[Problem requirements]:
Quote, without any change, the line that contains "[locate] the toy bus in" and all lines that follow it to the end of the data below.

[Task inputs]:
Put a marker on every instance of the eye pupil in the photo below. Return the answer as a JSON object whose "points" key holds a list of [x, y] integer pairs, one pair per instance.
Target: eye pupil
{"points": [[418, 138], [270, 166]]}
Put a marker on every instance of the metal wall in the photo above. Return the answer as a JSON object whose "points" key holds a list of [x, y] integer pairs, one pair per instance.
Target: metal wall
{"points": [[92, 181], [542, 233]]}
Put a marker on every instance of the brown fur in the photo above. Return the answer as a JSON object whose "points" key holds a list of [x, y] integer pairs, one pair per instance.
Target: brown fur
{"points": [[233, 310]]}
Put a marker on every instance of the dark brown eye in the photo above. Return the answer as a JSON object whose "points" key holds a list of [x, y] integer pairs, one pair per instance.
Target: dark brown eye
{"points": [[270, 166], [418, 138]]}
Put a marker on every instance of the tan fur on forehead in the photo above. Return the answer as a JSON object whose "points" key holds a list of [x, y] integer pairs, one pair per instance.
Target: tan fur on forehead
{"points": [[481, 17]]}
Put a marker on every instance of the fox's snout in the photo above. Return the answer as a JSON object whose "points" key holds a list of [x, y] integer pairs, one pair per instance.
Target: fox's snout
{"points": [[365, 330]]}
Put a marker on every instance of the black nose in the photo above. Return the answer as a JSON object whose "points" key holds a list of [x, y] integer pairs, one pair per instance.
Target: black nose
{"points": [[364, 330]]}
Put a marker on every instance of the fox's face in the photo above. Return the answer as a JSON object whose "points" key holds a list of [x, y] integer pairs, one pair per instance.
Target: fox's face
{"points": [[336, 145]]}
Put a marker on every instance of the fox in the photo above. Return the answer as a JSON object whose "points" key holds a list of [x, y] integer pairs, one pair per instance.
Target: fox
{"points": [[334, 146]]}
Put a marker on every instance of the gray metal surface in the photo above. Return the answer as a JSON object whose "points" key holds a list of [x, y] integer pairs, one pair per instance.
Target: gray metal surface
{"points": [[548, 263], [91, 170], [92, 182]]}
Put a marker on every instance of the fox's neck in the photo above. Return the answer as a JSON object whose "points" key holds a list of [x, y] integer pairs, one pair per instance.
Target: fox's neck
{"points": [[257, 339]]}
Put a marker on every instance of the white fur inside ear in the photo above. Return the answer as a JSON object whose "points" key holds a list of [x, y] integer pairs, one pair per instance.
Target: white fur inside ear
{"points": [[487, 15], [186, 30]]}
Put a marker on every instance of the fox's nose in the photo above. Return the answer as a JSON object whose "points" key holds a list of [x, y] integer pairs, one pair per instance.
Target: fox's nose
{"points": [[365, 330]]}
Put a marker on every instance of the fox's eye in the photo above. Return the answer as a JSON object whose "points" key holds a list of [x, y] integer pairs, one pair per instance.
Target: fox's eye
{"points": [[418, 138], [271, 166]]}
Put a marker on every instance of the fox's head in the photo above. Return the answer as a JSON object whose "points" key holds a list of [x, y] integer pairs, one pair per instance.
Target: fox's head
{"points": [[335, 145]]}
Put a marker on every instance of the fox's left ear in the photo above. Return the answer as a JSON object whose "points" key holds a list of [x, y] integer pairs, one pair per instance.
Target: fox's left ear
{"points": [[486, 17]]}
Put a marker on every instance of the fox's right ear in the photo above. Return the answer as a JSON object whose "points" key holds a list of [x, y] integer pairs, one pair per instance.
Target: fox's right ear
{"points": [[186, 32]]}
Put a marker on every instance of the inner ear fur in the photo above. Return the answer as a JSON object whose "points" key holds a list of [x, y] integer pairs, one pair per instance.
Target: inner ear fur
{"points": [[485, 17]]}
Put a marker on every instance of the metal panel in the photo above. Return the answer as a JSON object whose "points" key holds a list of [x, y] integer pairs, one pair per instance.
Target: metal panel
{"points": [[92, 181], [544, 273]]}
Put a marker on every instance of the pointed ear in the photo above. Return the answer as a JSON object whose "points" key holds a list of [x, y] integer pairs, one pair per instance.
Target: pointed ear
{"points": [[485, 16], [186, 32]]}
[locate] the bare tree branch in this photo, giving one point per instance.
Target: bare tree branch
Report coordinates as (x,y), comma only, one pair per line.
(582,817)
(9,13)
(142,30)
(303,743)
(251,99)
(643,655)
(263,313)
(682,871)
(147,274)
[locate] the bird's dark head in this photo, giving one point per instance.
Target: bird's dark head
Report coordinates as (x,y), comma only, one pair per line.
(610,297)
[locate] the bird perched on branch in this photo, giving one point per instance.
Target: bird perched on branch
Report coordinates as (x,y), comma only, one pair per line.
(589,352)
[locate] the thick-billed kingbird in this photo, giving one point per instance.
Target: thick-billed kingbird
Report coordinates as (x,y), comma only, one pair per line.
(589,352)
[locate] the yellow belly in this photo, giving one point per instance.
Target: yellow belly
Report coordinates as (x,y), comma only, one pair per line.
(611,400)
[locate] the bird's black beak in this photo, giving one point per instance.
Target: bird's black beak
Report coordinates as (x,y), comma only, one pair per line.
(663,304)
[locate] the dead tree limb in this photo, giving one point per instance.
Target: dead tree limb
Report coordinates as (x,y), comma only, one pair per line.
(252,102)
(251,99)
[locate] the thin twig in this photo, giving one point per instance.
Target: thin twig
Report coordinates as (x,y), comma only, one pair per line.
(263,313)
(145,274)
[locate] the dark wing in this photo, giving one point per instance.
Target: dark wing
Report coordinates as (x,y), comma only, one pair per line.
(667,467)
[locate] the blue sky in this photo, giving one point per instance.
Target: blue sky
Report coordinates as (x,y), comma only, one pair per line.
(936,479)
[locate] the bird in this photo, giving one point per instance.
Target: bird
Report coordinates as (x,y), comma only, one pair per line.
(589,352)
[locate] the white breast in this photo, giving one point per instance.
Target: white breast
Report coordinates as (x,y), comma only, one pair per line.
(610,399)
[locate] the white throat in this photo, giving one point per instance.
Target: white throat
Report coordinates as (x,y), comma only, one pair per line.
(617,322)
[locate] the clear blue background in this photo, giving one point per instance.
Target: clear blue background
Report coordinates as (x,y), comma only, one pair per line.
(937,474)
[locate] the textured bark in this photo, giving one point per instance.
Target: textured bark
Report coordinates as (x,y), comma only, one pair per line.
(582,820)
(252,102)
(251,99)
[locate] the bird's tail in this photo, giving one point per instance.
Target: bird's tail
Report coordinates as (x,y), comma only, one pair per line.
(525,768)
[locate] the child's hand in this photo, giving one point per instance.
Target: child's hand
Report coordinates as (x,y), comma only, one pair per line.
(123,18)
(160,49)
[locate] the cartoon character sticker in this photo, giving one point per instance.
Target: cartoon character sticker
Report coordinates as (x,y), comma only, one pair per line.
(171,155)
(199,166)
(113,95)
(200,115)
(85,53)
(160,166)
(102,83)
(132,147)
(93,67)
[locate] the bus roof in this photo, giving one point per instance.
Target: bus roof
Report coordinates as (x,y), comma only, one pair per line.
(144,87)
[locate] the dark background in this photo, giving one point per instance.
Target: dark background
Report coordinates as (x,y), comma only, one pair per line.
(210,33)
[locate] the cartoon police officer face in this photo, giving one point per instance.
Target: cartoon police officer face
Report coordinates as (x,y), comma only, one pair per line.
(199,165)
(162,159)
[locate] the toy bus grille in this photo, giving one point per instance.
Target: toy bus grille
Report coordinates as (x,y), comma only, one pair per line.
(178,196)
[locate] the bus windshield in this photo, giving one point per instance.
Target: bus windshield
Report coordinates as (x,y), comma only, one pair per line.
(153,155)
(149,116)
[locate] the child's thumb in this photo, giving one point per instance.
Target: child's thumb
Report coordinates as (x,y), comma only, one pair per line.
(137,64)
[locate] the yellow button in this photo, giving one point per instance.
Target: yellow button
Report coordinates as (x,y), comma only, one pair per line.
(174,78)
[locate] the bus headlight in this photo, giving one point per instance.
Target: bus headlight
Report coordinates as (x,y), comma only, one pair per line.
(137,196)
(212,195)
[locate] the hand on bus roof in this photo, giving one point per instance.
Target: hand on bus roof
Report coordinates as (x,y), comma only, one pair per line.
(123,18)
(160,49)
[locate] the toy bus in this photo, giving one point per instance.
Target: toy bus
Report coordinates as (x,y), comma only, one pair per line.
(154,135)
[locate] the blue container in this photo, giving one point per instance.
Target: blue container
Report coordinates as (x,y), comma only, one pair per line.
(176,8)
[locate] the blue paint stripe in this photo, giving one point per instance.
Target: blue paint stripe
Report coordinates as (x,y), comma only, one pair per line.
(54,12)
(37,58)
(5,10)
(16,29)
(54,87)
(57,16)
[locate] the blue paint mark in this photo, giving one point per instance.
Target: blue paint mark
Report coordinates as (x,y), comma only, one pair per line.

[Task result]:
[locate] the toy bus in this photo, giving one point per instance.
Target: toy bus
Report coordinates as (x,y), comma only, one pair per line.
(154,135)
[locate] the blue container in this photo, giving one point per instance.
Target: blue container
Report coordinates as (x,y), comma only, one pair per line.
(176,8)
[locate] the blue paint stripe in this photo, giving one point per instance.
Target: blue paint stripe
Report coordinates as (x,y), comma only, one pair per line.
(54,12)
(37,58)
(5,10)
(16,29)
(54,87)
(57,16)
[locate] the blue paint mark in this photo, giving one point per instance.
Target: blue paint mark
Report coordinates as (x,y), comma only, one pair per line.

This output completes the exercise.